» Records provided:
········

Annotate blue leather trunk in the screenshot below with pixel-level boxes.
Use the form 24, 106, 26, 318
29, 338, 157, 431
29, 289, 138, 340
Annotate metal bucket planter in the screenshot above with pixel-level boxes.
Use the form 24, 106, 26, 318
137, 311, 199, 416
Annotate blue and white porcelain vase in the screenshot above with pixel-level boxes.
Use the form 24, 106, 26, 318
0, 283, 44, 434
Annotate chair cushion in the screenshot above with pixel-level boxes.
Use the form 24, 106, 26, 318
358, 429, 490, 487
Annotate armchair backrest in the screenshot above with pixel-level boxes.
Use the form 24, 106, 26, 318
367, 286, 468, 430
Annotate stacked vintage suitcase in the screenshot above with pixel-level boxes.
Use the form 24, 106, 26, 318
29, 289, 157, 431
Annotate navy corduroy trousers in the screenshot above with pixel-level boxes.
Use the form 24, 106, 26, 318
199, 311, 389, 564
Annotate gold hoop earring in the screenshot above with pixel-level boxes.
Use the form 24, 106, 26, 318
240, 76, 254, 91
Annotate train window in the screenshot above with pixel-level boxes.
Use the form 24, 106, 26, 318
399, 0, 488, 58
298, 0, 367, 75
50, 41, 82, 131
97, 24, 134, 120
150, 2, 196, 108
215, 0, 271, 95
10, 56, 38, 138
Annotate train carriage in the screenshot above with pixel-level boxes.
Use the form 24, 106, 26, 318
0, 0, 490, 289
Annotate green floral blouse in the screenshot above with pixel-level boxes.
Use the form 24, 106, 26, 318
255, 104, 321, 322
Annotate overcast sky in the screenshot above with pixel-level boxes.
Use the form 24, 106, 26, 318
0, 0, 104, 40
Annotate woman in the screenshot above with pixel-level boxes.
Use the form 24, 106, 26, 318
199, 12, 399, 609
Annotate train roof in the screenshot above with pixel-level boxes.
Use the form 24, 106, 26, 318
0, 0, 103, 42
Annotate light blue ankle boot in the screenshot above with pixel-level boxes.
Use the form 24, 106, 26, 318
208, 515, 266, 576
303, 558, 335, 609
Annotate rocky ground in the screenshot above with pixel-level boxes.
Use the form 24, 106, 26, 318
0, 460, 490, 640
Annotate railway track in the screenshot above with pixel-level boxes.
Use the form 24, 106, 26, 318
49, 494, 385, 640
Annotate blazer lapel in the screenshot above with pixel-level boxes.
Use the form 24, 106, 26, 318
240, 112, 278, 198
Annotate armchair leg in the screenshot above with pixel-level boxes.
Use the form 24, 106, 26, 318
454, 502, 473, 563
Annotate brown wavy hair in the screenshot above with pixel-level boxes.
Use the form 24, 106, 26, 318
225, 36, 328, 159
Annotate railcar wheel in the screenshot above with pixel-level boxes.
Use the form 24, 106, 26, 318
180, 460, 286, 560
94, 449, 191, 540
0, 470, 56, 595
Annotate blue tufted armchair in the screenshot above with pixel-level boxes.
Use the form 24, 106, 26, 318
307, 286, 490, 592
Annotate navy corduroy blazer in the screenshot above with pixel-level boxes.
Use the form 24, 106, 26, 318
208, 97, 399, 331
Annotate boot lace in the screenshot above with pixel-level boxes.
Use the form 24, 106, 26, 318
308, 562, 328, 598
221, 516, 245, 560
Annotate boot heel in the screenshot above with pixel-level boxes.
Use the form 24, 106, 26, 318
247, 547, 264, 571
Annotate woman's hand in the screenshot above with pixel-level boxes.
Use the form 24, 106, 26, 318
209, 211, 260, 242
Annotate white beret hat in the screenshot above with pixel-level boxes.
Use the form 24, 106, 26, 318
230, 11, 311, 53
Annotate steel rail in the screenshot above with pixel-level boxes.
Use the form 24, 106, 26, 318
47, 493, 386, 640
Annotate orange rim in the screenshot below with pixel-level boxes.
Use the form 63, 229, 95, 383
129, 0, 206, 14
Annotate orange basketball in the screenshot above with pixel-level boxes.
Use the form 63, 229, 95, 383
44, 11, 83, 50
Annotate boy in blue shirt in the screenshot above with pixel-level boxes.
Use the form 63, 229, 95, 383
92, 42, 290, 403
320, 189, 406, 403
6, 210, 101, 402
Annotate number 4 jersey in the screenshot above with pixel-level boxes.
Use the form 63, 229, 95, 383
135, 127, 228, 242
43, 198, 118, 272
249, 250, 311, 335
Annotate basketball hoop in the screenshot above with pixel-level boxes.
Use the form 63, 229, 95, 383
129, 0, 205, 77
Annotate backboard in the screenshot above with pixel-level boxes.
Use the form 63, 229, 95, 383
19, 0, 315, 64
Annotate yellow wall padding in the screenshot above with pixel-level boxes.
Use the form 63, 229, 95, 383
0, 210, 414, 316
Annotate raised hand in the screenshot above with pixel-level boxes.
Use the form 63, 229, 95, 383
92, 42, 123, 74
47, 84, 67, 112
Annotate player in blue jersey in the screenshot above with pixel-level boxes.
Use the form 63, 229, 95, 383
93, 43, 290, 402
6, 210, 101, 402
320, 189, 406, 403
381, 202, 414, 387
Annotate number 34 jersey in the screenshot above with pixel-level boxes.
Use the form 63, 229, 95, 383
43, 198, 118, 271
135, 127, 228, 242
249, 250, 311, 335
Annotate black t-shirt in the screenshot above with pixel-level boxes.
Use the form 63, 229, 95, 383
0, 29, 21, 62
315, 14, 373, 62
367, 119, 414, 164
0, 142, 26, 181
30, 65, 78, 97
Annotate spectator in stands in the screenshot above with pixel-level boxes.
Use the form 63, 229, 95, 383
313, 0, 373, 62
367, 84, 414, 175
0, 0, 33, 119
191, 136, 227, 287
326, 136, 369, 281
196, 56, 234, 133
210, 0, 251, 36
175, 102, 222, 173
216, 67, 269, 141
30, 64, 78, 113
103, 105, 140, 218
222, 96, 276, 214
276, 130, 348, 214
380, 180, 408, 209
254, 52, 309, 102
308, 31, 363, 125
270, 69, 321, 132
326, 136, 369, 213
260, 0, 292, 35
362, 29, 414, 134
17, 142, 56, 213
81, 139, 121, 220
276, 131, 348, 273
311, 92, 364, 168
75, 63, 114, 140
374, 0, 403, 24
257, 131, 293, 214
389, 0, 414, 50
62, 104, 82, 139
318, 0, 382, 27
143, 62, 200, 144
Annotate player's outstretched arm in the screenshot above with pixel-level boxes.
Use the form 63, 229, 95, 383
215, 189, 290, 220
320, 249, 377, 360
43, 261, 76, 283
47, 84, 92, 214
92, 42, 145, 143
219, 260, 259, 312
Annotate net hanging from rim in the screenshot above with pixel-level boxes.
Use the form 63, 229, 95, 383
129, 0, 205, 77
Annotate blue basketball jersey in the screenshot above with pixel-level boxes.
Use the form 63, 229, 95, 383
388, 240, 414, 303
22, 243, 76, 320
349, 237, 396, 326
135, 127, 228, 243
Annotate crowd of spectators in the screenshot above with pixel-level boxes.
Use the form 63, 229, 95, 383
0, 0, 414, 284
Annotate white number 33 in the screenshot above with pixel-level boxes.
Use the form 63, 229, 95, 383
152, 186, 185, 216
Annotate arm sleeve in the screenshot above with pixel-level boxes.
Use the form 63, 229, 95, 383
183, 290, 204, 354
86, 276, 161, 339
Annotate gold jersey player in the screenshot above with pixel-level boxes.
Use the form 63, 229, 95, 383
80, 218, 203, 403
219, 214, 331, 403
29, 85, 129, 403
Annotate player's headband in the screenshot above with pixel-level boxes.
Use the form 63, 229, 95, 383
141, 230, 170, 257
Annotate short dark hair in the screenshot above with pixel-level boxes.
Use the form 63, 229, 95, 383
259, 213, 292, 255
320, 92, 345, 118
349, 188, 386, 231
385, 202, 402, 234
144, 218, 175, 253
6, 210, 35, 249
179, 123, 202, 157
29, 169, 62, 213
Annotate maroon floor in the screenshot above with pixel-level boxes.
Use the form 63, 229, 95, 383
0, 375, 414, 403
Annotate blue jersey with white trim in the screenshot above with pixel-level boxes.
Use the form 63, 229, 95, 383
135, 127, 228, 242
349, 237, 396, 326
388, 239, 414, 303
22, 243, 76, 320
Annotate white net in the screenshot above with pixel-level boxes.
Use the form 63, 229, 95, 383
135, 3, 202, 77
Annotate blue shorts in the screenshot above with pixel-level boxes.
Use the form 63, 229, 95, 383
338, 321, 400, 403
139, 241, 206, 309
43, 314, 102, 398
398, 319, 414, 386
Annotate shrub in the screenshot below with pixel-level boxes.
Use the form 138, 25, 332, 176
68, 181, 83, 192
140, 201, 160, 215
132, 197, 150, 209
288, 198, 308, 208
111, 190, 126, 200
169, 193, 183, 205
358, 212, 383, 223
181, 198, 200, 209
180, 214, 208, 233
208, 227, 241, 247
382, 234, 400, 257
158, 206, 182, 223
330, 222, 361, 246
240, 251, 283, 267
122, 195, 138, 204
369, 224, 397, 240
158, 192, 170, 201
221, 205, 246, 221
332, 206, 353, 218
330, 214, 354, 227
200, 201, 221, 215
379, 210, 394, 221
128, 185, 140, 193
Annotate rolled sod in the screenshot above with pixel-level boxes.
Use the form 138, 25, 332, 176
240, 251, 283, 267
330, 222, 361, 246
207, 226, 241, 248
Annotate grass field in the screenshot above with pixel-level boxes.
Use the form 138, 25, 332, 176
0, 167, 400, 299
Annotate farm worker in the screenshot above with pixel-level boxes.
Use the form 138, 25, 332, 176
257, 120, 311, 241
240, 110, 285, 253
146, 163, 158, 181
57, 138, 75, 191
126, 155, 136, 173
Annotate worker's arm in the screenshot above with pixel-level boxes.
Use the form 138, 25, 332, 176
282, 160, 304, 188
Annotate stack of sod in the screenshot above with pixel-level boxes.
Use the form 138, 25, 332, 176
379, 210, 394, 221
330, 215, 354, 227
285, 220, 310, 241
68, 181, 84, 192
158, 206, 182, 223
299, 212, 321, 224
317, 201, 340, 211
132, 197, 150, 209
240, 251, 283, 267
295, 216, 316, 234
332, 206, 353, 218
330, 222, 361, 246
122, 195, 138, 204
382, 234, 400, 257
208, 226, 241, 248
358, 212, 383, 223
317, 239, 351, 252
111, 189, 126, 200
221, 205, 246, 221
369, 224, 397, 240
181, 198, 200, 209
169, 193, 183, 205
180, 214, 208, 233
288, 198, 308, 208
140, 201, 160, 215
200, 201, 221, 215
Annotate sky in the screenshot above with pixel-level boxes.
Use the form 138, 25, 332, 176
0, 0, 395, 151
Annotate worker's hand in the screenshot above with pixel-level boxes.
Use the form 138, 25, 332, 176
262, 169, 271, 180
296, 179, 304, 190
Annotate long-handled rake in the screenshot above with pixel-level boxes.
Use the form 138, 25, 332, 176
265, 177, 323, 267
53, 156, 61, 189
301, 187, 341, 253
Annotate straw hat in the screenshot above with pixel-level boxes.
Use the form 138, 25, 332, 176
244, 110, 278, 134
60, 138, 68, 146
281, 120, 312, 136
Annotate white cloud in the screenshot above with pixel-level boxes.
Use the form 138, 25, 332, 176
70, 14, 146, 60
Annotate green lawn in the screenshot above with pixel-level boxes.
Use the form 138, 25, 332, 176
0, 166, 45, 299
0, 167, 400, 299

········

Rewrite the data above, starting at the line with "Annotate black t-shirt" and ending at the line with "143, 62, 200, 144", replacing "spectator in stands" with "fan in the bleachers" and leaving everything else unchanged.

Annotate black t-shirt in the screenshot above with pixel-level boxes.
Use the form 63, 229, 95, 383
0, 29, 21, 62
315, 14, 373, 62
367, 119, 414, 164
0, 142, 26, 181
30, 65, 78, 97
Annotate fan in the bleachers in the screenshot above with pixel-level boxes.
Use the form 63, 229, 95, 383
313, 0, 373, 62
367, 84, 414, 175
0, 0, 33, 119
191, 136, 227, 287
326, 136, 369, 281
196, 56, 234, 133
210, 0, 251, 36
175, 102, 222, 173
216, 67, 269, 141
30, 64, 78, 113
103, 105, 140, 218
222, 96, 276, 214
276, 130, 348, 214
380, 180, 408, 209
254, 52, 309, 102
308, 31, 363, 125
270, 69, 321, 132
326, 136, 369, 213
260, 0, 292, 35
362, 29, 414, 134
17, 142, 56, 213
81, 139, 121, 220
276, 131, 348, 273
311, 92, 364, 168
75, 63, 114, 140
374, 0, 403, 24
257, 131, 293, 214
389, 0, 414, 50
62, 104, 82, 139
318, 0, 382, 27
143, 62, 200, 144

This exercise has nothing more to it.